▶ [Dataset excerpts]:
━━━

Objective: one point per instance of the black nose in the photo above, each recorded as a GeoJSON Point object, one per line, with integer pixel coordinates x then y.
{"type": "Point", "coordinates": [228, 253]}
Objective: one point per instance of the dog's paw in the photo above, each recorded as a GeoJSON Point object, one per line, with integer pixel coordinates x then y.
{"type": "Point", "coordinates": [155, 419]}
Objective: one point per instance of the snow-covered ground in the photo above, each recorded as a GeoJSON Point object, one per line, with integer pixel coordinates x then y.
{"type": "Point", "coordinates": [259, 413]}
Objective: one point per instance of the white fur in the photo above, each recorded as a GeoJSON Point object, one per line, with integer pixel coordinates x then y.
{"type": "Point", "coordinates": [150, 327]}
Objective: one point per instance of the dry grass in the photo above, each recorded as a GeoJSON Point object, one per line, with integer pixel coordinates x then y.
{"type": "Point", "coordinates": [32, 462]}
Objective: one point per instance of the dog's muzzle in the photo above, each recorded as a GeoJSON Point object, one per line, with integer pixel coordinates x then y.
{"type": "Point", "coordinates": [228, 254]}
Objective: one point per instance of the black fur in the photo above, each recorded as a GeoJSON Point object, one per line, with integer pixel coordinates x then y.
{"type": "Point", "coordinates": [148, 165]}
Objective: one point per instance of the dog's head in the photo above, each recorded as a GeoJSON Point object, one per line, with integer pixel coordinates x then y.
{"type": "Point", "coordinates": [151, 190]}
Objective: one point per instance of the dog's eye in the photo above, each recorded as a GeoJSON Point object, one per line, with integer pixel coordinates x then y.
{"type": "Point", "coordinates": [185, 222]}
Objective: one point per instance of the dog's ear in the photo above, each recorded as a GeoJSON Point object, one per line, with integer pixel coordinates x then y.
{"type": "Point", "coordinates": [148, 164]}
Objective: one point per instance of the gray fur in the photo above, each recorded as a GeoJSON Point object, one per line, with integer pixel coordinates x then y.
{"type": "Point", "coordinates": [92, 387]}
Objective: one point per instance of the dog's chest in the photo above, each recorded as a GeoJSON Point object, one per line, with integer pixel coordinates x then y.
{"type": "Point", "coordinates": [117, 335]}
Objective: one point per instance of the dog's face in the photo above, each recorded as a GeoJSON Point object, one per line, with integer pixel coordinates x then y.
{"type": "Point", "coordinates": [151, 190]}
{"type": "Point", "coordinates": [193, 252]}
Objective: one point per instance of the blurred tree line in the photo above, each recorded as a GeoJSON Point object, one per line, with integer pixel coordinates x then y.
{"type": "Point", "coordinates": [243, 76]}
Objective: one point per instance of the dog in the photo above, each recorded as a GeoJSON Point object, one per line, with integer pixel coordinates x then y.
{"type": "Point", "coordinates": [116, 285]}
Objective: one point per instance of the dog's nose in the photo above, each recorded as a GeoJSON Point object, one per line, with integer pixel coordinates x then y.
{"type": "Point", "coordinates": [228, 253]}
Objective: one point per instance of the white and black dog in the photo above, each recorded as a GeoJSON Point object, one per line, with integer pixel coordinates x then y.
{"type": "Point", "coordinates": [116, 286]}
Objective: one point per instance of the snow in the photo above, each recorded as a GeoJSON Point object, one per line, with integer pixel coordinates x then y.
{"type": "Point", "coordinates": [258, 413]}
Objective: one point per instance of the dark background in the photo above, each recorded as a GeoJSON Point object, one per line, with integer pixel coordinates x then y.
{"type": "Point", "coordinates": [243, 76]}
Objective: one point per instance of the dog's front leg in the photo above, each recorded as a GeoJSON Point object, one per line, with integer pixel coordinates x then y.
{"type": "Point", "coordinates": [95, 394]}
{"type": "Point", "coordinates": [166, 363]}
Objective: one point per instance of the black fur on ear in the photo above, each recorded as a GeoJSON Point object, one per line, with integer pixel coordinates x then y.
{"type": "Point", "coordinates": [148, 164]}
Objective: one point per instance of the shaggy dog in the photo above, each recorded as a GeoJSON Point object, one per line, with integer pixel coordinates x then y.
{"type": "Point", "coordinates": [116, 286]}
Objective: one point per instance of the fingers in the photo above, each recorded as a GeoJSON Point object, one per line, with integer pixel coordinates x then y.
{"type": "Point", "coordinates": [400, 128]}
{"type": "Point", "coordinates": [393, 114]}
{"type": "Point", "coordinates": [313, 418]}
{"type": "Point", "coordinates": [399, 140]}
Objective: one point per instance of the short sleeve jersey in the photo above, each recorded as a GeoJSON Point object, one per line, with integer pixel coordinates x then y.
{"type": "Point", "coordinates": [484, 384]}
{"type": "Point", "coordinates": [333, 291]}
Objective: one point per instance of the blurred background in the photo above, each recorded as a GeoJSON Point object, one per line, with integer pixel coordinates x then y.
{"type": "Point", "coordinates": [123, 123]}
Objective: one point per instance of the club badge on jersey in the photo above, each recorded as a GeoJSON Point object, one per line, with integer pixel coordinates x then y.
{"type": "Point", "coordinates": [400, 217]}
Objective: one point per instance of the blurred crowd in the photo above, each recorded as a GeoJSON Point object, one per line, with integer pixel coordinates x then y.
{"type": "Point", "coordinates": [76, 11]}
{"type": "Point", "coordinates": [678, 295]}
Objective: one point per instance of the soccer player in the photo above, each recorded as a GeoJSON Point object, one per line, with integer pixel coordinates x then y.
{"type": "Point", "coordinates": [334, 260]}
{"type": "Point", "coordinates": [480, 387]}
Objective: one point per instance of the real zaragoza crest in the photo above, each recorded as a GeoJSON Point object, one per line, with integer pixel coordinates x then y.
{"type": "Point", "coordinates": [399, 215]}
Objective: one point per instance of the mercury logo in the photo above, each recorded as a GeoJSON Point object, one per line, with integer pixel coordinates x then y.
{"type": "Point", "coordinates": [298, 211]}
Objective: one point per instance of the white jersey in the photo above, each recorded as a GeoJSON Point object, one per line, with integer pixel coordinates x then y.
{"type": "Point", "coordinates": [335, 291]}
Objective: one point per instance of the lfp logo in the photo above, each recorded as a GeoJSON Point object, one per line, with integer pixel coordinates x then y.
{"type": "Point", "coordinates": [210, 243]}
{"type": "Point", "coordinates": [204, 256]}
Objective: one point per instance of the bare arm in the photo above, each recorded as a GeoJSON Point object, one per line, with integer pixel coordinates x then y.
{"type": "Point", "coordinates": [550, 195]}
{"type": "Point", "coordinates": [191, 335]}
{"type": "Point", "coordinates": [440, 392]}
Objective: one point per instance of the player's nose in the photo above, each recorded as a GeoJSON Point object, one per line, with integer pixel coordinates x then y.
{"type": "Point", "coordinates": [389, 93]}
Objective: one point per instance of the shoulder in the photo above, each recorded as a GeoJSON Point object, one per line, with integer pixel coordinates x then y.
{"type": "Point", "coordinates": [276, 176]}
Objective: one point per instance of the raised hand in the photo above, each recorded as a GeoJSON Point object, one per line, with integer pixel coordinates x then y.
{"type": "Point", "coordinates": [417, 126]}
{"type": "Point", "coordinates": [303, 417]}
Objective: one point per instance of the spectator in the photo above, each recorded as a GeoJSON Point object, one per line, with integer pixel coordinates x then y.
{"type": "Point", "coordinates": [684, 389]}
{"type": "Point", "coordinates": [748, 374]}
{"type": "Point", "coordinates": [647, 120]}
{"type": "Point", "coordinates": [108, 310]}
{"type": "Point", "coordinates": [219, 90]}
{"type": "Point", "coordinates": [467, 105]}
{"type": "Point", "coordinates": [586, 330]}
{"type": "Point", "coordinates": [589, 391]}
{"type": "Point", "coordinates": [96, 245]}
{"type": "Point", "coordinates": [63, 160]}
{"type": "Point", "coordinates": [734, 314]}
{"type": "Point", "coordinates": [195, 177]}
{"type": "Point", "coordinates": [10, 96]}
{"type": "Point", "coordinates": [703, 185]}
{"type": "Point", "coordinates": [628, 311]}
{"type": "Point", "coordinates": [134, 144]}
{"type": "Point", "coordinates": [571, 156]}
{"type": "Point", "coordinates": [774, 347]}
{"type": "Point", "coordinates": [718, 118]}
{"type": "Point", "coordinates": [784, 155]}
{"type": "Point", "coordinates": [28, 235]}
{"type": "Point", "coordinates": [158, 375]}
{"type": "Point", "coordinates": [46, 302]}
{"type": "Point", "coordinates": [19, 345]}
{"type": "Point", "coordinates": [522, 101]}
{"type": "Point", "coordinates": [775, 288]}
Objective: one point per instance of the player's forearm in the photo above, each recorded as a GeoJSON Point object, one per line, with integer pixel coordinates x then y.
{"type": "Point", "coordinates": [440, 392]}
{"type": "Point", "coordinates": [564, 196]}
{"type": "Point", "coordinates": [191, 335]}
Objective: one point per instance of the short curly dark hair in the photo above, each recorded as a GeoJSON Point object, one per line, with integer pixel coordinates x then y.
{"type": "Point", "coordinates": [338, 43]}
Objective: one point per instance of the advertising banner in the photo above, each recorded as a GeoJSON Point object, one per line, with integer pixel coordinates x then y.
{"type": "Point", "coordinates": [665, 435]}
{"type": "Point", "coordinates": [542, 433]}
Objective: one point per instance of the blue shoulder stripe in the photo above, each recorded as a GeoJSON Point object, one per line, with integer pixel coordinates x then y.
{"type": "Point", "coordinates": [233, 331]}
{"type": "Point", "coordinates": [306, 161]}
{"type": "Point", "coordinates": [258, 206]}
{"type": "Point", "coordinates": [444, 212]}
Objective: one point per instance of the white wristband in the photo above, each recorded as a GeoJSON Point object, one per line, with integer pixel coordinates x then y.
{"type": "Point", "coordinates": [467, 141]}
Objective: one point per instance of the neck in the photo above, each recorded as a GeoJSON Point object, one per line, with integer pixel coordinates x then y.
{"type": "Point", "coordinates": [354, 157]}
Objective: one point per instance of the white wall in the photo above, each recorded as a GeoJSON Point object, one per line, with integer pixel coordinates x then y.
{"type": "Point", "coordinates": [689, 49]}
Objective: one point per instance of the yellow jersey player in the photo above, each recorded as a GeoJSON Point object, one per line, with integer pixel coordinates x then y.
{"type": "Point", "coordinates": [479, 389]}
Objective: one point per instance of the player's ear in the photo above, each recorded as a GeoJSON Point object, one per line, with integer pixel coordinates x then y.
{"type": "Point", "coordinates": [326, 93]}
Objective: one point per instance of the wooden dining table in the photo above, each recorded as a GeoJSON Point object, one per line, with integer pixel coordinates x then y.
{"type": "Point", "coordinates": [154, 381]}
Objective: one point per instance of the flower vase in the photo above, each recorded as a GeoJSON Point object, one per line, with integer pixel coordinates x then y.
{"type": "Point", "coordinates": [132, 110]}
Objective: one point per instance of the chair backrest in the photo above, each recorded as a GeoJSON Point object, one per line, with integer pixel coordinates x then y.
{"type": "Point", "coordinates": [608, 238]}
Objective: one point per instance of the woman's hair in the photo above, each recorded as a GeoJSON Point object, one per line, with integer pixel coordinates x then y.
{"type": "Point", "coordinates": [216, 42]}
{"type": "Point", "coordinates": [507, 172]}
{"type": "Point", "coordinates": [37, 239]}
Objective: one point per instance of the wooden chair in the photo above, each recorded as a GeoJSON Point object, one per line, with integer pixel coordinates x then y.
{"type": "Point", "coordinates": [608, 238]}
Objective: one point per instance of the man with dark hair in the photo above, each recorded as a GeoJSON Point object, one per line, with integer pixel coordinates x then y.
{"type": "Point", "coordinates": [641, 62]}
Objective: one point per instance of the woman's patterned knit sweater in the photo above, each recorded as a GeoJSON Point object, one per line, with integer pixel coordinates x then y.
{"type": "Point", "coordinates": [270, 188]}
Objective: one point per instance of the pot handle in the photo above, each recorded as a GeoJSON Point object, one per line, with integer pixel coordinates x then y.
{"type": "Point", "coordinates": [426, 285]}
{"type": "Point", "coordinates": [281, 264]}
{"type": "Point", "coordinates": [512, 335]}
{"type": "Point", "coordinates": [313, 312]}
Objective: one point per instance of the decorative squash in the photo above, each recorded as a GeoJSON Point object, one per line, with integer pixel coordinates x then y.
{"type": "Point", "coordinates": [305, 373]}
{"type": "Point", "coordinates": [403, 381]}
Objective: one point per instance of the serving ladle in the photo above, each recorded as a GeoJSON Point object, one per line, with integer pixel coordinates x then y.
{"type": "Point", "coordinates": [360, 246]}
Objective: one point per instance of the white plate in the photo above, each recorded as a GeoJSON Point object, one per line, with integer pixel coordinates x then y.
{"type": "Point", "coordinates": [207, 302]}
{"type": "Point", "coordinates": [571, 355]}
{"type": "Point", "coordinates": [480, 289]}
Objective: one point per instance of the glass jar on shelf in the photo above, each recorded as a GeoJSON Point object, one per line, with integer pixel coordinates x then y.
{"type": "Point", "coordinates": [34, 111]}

━━━

▶ [DESCRIPTION OF THE TASK]: Repeat the lines above, from the one containing "Objective: one point per instance of the decorative" to the final line, word for word and with nothing else.

▶ [ANSWER SPACE]:
Objective: one point per instance of the decorative squash in the photo above, each recorded as a GeoJSON Point object, one per line, with integer pixel coordinates x then y.
{"type": "Point", "coordinates": [305, 373]}
{"type": "Point", "coordinates": [403, 381]}
Objective: one point per instance of the serving ladle in the photo above, each recorded as a GeoJSON Point object, one per line, with integer pixel coordinates x then y.
{"type": "Point", "coordinates": [360, 246]}
Objective: one point per instance of the white plate in the photo above, each recorded as a GeoJSON Point object, one per line, with integer pixel coordinates x then y.
{"type": "Point", "coordinates": [207, 302]}
{"type": "Point", "coordinates": [571, 355]}
{"type": "Point", "coordinates": [480, 289]}
Objective: one point per instance of the glass jar on shelf in the photo above, each recorded as a GeoJSON Point object, one per line, with integer pixel coordinates x then y.
{"type": "Point", "coordinates": [34, 111]}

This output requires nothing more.